Give the data again in its entirety, exactly as provided.

(Given data Opens)

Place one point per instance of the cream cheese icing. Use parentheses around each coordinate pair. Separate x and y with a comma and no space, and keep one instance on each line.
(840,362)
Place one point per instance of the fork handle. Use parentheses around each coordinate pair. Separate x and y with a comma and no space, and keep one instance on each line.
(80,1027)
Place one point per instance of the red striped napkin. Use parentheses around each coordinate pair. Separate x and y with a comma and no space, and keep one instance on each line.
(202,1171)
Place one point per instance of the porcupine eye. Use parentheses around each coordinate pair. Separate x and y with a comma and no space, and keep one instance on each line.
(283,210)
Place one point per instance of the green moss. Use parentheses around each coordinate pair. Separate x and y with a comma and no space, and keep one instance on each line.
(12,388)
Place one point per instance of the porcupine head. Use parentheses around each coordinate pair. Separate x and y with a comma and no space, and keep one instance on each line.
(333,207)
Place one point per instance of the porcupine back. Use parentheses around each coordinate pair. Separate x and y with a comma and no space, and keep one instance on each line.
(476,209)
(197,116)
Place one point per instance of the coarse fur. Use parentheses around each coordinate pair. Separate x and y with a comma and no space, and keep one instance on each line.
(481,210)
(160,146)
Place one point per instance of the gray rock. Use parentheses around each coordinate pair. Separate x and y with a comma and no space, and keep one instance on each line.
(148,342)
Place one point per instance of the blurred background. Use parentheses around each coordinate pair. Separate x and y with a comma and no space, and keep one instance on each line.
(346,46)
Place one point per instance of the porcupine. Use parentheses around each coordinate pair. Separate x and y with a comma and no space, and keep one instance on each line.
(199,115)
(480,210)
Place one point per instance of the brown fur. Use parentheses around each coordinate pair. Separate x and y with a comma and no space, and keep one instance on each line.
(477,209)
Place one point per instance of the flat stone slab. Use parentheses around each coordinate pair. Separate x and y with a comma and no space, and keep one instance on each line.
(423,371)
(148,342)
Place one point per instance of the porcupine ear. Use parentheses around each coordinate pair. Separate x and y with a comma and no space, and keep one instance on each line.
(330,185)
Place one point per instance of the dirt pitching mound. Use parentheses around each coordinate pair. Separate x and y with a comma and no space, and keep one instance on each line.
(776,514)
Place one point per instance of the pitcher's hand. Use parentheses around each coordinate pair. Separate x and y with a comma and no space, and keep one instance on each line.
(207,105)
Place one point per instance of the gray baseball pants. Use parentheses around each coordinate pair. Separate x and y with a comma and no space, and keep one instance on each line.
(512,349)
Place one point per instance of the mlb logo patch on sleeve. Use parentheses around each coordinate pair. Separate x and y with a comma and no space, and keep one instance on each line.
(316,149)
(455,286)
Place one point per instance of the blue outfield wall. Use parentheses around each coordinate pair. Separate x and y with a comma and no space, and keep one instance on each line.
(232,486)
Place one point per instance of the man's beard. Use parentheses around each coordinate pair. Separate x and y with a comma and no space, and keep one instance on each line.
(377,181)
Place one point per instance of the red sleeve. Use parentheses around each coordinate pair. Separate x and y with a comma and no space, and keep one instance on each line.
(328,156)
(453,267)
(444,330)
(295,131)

(Given data Closes)

_Expected answer_
Place one point per instance of the cream cheese icing. Use parentheses around each coordinate pair. Separate x and y with a comma and no space, and keep one instance on each line.
(840,362)
Place one point per instance of the fork handle. Use parentheses around each coordinate pair. Separate x and y with a comma and no space, and keep one instance on each line.
(80,1027)
Place one point per instance of the red striped napkin. Use parentheses around each coordinate pair. Separate x and y with a comma and no space, and keep one instance on each line.
(202,1171)
Place one point per instance of the porcupine eye. Use parentheses around each coordinate pair. Separate x and y with a comma and no space, and keep one instance on each line.
(283,210)
Place one point per instance of the green moss. Use parentheses around each coordinate pair. Separate x and y with a comma and no space, and keep one instance on each line.
(12,388)
Place one point per instance of the porcupine head. Use parentheses around each coordinate pair. Separate x and y with a comma and no space, and keep one instance on each line.
(333,207)
Place one point per instance of the porcupine back. Use parentheses around each coordinate pair. Separate x and y with a comma and no space, and keep one instance on each line.
(476,209)
(197,116)
Place one point per instance of the coarse fur. Use parentheses around each coordinate pair. Separate x and y with a comma and no space, and keep one instance on each line.
(481,210)
(160,146)
Place one point per instance of the gray rock. Use parentheses around each coordinate pair. Separate x and y with a comma and no space, and keep one instance on each line.
(148,342)
Place one point per instance of the blurred background. Use parentheses around each coordinate pair. Separate x and y with a comma and no space, and keep one instance on each line.
(346,46)
Place one point per instance of the porcupine. Use parentheses around each coordinate pair. Separate x and y with a comma and no space, and keep one instance on each line.
(199,115)
(480,210)
Place one point per instance of the brown fur. Use parentheses around each coordinate pair. Separate x and y with a comma and no space, and keep one instance on each line.
(477,209)
Place one point per instance of the flat stone slab. Use parentheses around each coordinate pair. Separate x and y with a comma and no space, and keep one instance on each line.
(423,371)
(148,342)
Place one point per instance of the porcupine ear. Use parentheses around each coordinate pair. Separate x and y with a comma and no space, and keep one instance on each line.
(330,185)
Place one point per instance of the dirt pitching mound. Use parentheses around each coordinate pair. Separate x and y with a comma and no space, and keep one instance on each line.
(776,514)
Place one point per instance of the pitcher's hand. Use parentheses around each coordinate pair. Separate x and y with a comma and no space, and keep one instance on each line.
(207,105)
Place one point per instance of the gray baseball pants. Use parentheses around each coordinate pair. Separate x and y with a comma and no space, and keep one instance on each line.
(512,349)
Place one point per instance of the mlb logo patch on sleeve. Use parentheses around each coordinate pair. Separate x and y with a comma and no space, and keep one instance on each line.
(316,149)
(455,286)
Place one point per instance of the blue outfield wall. Use parentheses around each coordinate pair. Separate x and y with a comma and no space, and keep one instance on each line.
(232,486)
Place one point per instance of the man's beard. Use parentheses around each coordinate pair. Separate x and y with a comma and no space, and keep one instance on each line.
(377,181)
Place one point per instance of the red sleeve. Use parentheses around each coordinate pair. Separate x and y with a comma and no space, and keep one instance on each line.
(328,156)
(453,267)
(444,330)
(295,131)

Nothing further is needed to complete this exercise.